• _MATERIAL_
****
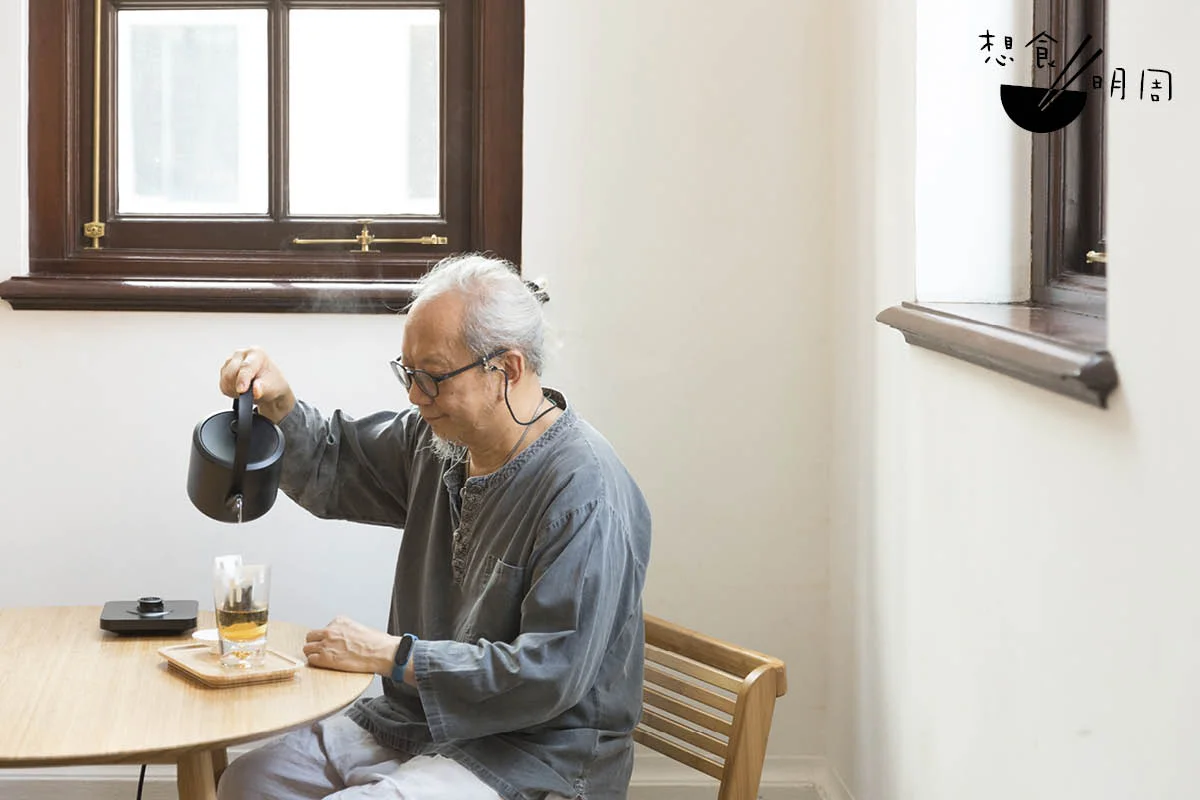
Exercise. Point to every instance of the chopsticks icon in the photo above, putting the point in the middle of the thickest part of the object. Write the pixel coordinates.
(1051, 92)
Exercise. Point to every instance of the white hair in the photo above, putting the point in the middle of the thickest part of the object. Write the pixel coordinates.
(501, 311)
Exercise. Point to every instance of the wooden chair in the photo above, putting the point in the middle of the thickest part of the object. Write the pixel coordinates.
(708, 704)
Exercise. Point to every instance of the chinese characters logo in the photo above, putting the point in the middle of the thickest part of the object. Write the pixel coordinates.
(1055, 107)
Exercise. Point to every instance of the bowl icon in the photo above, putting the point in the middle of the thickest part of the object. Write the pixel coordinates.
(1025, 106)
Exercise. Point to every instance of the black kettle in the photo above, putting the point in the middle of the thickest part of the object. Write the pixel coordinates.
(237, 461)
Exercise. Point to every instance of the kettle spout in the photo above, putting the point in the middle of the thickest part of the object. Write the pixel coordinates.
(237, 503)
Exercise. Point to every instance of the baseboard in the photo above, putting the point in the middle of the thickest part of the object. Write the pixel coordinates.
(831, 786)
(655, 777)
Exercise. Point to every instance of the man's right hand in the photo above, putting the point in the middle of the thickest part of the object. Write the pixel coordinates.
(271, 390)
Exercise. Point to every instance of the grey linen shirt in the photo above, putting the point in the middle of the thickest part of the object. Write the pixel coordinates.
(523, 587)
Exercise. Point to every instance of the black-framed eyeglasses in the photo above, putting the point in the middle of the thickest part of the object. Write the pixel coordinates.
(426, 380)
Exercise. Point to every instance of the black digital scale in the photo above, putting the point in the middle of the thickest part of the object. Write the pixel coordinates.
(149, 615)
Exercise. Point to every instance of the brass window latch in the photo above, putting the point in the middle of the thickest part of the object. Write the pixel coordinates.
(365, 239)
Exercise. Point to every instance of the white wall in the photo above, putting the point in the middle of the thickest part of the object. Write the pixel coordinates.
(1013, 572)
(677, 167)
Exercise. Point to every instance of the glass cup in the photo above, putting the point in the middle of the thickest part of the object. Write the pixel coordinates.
****
• _WHAT THE EXERCISE ASKS_
Rewrite the records from their start through the line containing "(1055, 107)", replacing "thickest part" with "widest part" and leaving everything else unchanged. Omit the pictures from your answer.

• _WRITTEN SOLUTION_
Exercise. Point to every instance of the chopsticks icon in the photo above, putting the point in the middle of the widest part of the object. Write the pixel coordinates.
(1051, 92)
Exercise. Point to every instance of the white hair in the photo above, putting the point in the middle of the widest part of the object. Write the pixel coordinates.
(501, 311)
Exercise. Point to every instance of the wooden chair in the photo above, putting the point in the middle of the widest part of the object. Write the pixel coordinates.
(708, 704)
Exercise. Point to every instance of the chinese characters logo in the photo above, putting the point in the middle of the widest part of the object. Write the pixel coordinates.
(1055, 107)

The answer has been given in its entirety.